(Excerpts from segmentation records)
(begin)

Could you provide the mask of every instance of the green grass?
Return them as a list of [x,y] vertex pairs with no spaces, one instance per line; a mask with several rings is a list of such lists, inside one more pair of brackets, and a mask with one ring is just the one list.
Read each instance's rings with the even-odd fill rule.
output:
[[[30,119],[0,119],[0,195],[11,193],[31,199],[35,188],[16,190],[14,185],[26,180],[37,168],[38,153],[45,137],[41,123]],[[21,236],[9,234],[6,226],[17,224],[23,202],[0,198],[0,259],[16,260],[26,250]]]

(end)
(begin)

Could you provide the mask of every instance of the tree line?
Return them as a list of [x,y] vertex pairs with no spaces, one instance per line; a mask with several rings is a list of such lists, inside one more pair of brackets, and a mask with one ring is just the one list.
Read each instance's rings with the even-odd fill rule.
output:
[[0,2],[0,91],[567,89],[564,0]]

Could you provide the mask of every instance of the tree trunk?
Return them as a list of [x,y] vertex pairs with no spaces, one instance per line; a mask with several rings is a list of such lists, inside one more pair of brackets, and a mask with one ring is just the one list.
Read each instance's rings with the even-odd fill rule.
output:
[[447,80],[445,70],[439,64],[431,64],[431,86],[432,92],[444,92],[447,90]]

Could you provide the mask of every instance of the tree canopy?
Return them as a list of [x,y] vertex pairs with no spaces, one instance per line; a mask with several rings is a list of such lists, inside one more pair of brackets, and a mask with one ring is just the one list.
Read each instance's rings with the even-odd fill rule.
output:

(end)
(begin)

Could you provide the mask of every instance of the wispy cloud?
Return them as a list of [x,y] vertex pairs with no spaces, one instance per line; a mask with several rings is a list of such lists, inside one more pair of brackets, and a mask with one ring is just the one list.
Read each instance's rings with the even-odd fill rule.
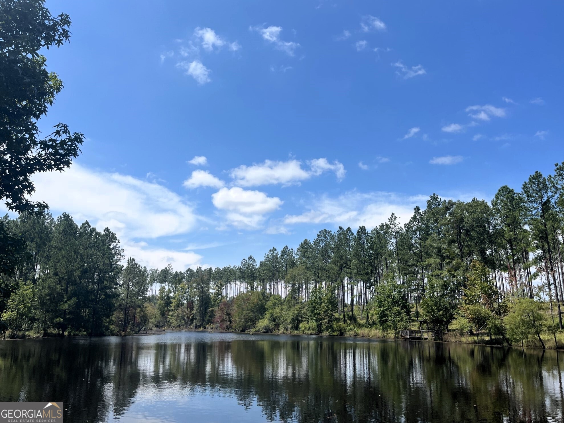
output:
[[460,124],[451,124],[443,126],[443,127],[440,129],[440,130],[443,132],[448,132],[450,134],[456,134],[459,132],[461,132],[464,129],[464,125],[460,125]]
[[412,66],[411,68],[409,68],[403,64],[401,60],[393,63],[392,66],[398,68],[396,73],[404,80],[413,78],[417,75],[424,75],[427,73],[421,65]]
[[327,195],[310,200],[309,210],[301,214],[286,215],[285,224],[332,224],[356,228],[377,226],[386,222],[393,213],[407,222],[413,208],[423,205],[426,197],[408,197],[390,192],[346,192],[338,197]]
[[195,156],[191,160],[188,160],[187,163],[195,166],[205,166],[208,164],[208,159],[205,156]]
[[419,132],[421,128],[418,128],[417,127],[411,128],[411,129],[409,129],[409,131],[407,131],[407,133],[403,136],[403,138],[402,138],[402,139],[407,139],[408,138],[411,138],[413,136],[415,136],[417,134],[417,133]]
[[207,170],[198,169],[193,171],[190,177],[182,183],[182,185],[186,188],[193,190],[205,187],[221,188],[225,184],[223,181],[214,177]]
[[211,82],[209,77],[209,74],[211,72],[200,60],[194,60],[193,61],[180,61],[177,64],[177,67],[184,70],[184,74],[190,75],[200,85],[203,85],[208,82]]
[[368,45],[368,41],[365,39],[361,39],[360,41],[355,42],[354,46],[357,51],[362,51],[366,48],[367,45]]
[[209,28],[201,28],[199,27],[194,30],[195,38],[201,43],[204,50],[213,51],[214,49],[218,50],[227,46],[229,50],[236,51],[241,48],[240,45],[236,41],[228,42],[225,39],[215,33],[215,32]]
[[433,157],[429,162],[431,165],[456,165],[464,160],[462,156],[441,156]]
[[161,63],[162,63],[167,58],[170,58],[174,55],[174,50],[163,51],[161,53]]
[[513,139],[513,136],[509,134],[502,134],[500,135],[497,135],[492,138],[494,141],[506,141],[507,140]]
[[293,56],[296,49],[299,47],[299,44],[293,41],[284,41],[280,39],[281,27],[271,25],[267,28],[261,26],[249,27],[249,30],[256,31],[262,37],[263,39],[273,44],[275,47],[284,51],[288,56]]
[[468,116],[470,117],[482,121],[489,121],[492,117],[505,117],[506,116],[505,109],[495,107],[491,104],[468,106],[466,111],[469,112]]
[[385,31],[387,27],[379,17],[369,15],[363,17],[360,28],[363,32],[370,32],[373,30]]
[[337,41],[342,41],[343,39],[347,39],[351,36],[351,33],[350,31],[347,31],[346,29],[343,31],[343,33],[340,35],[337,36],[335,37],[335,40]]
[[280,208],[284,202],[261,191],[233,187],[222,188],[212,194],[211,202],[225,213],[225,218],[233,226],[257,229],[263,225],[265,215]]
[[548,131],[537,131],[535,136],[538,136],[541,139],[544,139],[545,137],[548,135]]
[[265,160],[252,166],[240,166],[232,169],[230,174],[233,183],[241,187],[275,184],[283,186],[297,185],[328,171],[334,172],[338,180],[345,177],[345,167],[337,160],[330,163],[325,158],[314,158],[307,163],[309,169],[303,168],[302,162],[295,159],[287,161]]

(end)

SET PROBLEM
Identify each line in the rows above that contains the word "provide", and copy every such line. Letter case matters.

TASK OUTPUT
Could you provide the mask of every instance of the green grass?
Could you provide the mask of every instance of the tree line?
Could you provide the mask of every instance of the tree trunk?
Could you provide the mask of every instance of the tree canopy?
Could you provide the mask of every instance of the wispy cloud?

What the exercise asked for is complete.